Gather every line in the listing below that contains the string "rectangular" and copy each such line in full.

§ Information provided
________________________________________
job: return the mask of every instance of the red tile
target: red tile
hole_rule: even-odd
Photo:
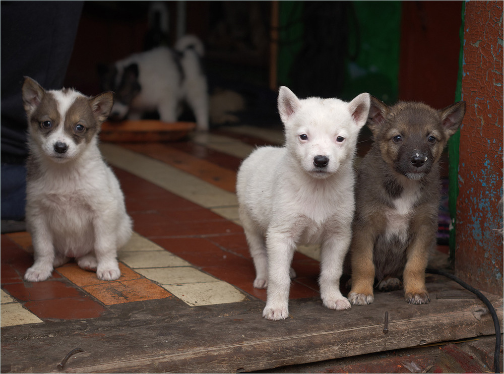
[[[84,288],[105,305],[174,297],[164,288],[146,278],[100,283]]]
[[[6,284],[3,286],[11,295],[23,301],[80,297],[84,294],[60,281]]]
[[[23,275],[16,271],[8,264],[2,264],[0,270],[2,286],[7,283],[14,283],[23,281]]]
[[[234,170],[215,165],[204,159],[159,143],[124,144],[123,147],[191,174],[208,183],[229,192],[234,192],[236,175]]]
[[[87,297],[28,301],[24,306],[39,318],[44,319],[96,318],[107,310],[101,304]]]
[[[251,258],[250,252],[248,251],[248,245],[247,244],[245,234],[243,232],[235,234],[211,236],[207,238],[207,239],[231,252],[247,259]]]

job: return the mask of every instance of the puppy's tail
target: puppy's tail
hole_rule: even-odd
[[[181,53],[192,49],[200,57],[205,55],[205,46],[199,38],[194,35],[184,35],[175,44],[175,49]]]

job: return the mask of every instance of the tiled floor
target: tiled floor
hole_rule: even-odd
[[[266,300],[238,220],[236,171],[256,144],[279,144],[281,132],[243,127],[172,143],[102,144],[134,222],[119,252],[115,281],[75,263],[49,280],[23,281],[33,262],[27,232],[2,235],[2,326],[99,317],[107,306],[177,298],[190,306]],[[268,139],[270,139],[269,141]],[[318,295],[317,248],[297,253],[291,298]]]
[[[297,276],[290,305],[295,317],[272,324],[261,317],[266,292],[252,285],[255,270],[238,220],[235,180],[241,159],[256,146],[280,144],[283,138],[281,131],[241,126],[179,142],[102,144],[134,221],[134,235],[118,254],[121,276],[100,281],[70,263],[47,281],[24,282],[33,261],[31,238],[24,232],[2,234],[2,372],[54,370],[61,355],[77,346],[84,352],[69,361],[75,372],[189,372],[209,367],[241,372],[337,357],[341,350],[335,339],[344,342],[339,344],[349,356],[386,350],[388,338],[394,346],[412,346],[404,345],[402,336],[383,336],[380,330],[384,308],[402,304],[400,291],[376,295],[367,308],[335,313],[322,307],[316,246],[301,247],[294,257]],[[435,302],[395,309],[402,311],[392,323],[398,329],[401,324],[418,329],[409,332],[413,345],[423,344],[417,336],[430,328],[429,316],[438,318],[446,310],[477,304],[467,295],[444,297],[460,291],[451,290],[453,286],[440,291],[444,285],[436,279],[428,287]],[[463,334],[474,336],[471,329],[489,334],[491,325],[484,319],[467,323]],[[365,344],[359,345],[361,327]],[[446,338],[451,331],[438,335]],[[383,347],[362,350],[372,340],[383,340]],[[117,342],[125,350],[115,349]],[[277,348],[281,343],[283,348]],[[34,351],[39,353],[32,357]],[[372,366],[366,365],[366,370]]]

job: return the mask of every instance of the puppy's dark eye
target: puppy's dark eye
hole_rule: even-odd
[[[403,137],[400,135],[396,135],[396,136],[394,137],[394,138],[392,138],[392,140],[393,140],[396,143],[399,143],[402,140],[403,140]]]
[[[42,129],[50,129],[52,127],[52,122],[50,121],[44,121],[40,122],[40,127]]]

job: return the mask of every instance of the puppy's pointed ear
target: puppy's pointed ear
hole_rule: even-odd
________________________________________
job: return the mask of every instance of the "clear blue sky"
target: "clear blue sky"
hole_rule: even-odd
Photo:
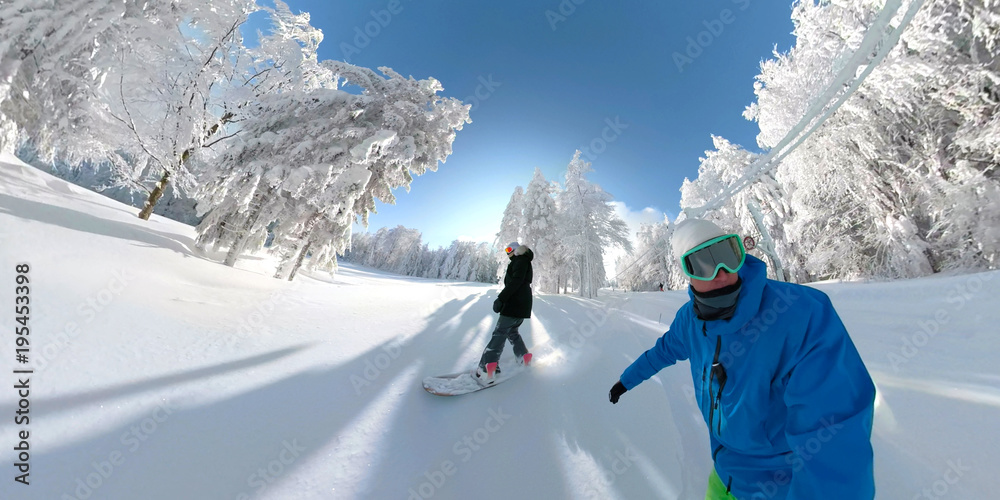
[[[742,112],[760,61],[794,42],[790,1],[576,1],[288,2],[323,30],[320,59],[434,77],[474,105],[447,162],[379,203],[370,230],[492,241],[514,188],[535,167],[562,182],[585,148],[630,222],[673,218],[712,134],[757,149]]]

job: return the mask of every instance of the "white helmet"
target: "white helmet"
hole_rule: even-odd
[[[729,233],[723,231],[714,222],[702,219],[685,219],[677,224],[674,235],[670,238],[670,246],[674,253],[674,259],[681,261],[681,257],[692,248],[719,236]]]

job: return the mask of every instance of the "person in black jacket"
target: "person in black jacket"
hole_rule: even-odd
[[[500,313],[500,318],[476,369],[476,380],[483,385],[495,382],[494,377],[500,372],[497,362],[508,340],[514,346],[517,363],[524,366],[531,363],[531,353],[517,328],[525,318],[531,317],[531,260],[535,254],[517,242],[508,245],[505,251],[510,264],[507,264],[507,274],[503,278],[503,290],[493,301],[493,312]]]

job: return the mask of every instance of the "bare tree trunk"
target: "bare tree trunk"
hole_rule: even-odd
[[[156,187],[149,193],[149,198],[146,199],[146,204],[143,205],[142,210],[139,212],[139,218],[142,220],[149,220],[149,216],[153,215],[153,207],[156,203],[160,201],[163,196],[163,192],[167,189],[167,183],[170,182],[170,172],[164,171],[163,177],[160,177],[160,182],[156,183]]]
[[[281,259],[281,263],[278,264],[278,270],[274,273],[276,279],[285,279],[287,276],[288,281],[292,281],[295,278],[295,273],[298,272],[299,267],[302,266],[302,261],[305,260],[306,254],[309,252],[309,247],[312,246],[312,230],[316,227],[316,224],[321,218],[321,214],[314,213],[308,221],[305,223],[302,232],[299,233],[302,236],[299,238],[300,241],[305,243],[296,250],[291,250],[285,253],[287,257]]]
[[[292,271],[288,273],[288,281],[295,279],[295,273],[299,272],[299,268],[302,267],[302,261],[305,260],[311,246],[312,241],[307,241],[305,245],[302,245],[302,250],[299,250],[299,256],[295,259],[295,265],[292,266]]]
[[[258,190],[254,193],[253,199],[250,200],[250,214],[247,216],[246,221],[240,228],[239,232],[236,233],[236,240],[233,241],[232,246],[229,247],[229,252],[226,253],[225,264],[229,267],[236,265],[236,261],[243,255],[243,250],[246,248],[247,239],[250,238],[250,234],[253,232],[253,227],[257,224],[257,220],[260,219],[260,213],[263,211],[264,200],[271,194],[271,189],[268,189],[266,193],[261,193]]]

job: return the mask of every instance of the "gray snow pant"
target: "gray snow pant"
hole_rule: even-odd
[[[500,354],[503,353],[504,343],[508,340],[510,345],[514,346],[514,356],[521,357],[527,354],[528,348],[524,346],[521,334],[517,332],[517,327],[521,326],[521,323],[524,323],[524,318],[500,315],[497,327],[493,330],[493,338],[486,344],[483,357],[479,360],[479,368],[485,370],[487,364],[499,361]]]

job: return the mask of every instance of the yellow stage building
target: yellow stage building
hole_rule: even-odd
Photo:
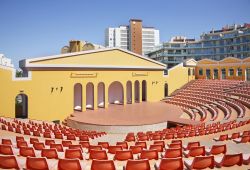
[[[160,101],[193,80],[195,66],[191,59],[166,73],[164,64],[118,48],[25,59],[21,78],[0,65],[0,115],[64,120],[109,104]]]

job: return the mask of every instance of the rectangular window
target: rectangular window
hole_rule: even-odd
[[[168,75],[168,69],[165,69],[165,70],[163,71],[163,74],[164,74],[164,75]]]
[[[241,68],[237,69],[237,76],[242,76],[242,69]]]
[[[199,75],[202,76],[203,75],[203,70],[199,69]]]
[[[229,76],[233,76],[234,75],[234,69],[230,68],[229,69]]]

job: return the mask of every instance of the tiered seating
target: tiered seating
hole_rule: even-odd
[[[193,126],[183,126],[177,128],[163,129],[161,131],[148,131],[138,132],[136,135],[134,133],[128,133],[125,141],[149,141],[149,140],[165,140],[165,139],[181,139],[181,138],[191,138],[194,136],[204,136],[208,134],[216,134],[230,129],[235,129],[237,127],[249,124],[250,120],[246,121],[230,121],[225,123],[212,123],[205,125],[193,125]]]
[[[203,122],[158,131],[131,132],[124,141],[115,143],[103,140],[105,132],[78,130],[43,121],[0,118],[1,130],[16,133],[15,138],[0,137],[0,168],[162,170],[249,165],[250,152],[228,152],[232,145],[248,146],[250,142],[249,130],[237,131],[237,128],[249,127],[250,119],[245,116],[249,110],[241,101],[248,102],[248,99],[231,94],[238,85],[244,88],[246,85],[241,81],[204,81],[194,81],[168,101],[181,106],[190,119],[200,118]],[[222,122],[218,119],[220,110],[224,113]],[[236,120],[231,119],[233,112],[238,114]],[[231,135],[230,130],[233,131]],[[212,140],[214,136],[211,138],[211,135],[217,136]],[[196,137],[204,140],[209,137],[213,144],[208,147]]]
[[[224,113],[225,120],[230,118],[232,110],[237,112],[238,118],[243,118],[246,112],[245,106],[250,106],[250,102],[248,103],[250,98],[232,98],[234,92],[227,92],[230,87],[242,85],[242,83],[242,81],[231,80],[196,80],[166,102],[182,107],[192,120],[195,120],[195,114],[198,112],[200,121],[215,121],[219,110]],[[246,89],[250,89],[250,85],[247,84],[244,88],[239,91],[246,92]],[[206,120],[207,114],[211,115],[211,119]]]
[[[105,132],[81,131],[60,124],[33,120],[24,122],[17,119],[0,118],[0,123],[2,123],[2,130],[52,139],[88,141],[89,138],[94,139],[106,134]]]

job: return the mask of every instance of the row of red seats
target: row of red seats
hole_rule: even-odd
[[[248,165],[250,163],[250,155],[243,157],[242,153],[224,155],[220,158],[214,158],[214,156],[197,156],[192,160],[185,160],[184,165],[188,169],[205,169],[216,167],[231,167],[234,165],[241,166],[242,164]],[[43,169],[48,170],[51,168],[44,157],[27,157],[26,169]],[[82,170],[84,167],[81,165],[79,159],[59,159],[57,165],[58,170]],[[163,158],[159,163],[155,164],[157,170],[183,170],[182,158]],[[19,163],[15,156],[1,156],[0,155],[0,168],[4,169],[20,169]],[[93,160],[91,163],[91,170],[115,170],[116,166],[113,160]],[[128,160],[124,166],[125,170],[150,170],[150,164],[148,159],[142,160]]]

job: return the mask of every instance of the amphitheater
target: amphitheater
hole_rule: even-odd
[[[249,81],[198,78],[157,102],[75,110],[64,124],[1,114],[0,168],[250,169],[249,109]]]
________________________________________
§ Response below
job: return the mask of every instance of the rectangular window
target: rectangular window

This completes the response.